DATASET EXCERPTS:
☆ ☆ ☆ ☆
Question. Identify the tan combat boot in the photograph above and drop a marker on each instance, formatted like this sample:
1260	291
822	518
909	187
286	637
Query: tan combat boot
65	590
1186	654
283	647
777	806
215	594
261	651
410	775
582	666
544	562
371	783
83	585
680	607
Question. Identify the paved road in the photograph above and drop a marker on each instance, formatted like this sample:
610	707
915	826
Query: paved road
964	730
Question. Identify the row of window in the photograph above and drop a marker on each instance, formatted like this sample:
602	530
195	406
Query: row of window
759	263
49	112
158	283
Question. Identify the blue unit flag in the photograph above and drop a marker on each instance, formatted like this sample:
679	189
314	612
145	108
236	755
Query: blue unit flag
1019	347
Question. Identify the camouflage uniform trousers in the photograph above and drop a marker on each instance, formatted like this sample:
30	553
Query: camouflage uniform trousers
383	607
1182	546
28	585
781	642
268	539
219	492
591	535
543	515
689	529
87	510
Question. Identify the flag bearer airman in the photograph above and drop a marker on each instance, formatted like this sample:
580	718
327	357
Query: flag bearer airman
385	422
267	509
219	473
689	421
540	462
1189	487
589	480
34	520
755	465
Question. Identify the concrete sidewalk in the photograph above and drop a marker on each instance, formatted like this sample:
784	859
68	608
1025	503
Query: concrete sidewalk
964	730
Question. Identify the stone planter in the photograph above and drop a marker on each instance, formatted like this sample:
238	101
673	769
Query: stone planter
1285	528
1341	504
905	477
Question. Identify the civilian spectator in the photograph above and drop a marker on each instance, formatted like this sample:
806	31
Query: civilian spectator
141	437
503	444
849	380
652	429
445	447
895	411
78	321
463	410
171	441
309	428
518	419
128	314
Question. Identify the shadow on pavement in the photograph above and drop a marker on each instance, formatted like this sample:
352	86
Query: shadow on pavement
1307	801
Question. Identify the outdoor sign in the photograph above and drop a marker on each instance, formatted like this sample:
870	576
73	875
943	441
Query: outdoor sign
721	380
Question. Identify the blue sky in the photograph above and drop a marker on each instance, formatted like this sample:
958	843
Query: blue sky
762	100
☆ ☆ ☆ ☆
TASK BRIEF: Each record is to be transcribed exactly and in full.

YOUR RESPONSE:
Question. Identify the tan combat boot in the photograph above and drop a marker on each instance, formatted like this sample:
1260	291
822	518
909	187
286	637
Query: tan combat boot
65	590
1186	654
283	647
777	806
215	594
261	651
410	775
582	666
544	562
371	783
83	585
680	607
Question. Identify the paved road in the photograph above and drop a marker on each instance, formatted like this sample:
610	707
915	826
Query: paved road
964	730
Question. Identify the row of window in the photograph above and drop a marker on each instance, formatted like this sample:
602	530
195	406
Query: row of window
759	263
49	112
158	283
Question. Identify the blue unit flag in the photograph above and drop a marker on each instance, formatted like this sample:
679	189
314	612
145	108
236	755
Query: blue unit flag
1019	347
Question. Identify the camouflage uniform trousers in the photograph above and drop a marker on each instance, formatted like this sample:
30	553
Query: camouflage uniform trousers
383	607
1182	546
28	585
781	642
268	539
219	492
591	535
543	515
689	529
87	510
Question. Identify the flag bearer airman in the photograph above and drop a marker on each instance, formatted like this sample:
580	718
327	357
Query: flag bearer airman
385	422
267	509
219	473
689	421
540	462
1189	487
589	480
34	520
755	465
Question. Identify the concrete sidewalk in the photograph above and drop a marker on each instance, formatted like this sample:
784	859
68	608
1025	503
Query: concrete sidewalk
964	730
Question. Identify the stone planter in the photograph above and drop a marker on each instance, formatted like this sample:
238	101
673	769
Query: stone planter
1285	528
1341	504
905	477
Question. Identify the civilian spectator in the photograph above and drop a marker on each instance, formatted like this sample:
806	31
Query: civilian spectator
141	437
503	444
849	380
652	429
445	447
895	411
78	321
463	410
171	441
309	428
518	419
128	314
Question. Identify the shadow on pavement in the photograph above and drop a marker on each instance, formatted like this sample:
352	86
Query: shadow on pavement
1307	801
Question. Identify the outdoor sign in the photograph above and drop a marker on each instance, formatted like this sample:
870	576
73	875
943	441
Query: outdoor sign
721	380
Question. Identify the blue sky in the photograph above and drop a marker on each instance, formatted like this sample:
958	843
Query: blue sky
762	100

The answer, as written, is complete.